§ PASAJE DE TEXTO:
- - - - - - -
Hace siete años, en el Saint-Denis de 2015 , hube de cobrar dura constancia de esa realidad hostil. Ya sabía que era así. Pero una cosa es saber algo y otra estrellarte contra sus astilladas aristas. La sala 'Bataclan' de París había sido atacada el 15 de noviembre: 137 jóvenes rockeros fueron asesinados por los devotos de una religión para la cual la música es expresión aberrante de los degenerados que se resisten a la verdadera fe. En la madrugada del día 18, la Gendarmería, con el apoyo logístico de los paracaidistas que rodeaban Saint-Denis, tomó al asalto el piso franco que, en el corazón de la ciudad, servía de refugio a los asesinos. Fue un combate empecinado: todos los yihadistas murieron.
Tres horas sólo más tarde, cuando la policía restableció la circulación del Metro y permitió el acceso a la zona, yo contemplaba el agujero negruzco que fue lo que quedó del refugio de la banda. Pero no era lo peor aquel rescoldo. El apartamento calcinado era sólo la constancia de que la misma Francia que había comenzado dos días antes a bombardear las campos de yihadistas franceses en Iraq entraba en guerra ahora contra los terroristas en su último refugio: las ciudades musulmanas de las periferias francesas. Saint-Denis es la más populosa de ellas. Y para el yihadismo, su territorio liberado.
Lo de verdad aterrador, aquel día, era seguir la mirada de los silenciosos hombres y mujeres –hombres, en mayoría aplastante– que merodeaban por las calles. La expresión de condolencia con la que se plantaban ante el cráter sacrificial, en tácito homenaje a sus mártires. El odio, que no se molestaban en disimular, hacia los hombres de uniforme que los abatieron, pero igual de intenso contra aquellos espectadores –periodistas extranjeros en su mayoría– que eran reconocibles por no exhibir los locales emblemas vestimentarios de su religión ni su actitud contrita.
- - - - - - -
§ DATOS EXTRAÍDOS:

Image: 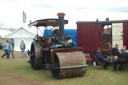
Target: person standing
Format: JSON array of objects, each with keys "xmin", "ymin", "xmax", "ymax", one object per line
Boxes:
[
  {"xmin": 111, "ymin": 44, "xmax": 119, "ymax": 71},
  {"xmin": 20, "ymin": 40, "xmax": 27, "ymax": 58},
  {"xmin": 9, "ymin": 41, "xmax": 15, "ymax": 58},
  {"xmin": 1, "ymin": 40, "xmax": 9, "ymax": 59}
]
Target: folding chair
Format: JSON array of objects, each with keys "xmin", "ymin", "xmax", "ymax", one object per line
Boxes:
[
  {"xmin": 117, "ymin": 57, "xmax": 127, "ymax": 72},
  {"xmin": 95, "ymin": 56, "xmax": 105, "ymax": 70}
]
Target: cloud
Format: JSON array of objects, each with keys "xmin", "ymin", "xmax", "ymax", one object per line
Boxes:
[{"xmin": 0, "ymin": 0, "xmax": 128, "ymax": 28}]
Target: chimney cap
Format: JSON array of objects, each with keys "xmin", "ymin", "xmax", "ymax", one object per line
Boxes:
[{"xmin": 106, "ymin": 18, "xmax": 109, "ymax": 21}]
- - - - - - -
§ LISTA DE TAREAS:
**1)** ¿Puedes reescribir como una lista breve el párrafo del texto sobre Saint-Denis que empieza por «Tres horas sólo más tarde», conservando sus datos principales?
**2)** ¿Podrías seguir el texto sobre Saint-Denis a partir de su última frase?
Las líneas no guardan relación con el texto sobre Saint-Denis.

§ LISTA DE RESPUESTAS:
**1)**
- Tres horas después, la policía restableció la circulación del Metro y permitió el acceso a la zona.
- Del refugio de la banda solo quedaba un agujero negruzco, pero eso no era lo peor.
- El apartamento calcinado mostraba que Francia, que dos días antes había empezado a bombardear campos de yihadistas franceses en Iraq, entraba ahora en guerra contra los terroristas en su último refugio: las ciudades musulmanas de las periferias francesas.
- Saint-Denis es la más populosa de esas ciudades y, para el yihadismo, su territorio liberado.

**2)**
Pocas veces –en la belga Moelenbeck viví, un año después, lo mismo– me he sentido objeto de un odio tan puro. Y en ninguna he tenido tan plena la certeza de que mi vida no valía nada, de que cualquiera de esos piadosos creyentes se hubiera llevado por delante al primer anónimo 'kafir' (cafre, pagano) que se le pusiera por delante en condiciones favorables. No éramos hombres, éramos las bestias que oponen resistencia al bondadoso Alá. Y el Corán no es nada equívoco al dictar lo que hay que hacer con tales fieras. Atracar a futboleros españoles e ingleses –más aún si se trataba de impúdicas mujeres– era lo mínimo que se podía esperar allí de un buen musulmán. Someter al incrédulo y hacerlo pagar por sus culpas es norma coránica. Aplicarla, se llama virtud.
Naturalmente, ese Saint-Denis se consolida ahora, tras las elecciones parlamentarias del domingo, como búnker electoral de Mélenchon. No parece necesario subrayar las consecuencias que para Francia –y, por tanto, para la UE– tendría que esa tendencia a amalgamar islamismo y populismo pudiera generalizarse.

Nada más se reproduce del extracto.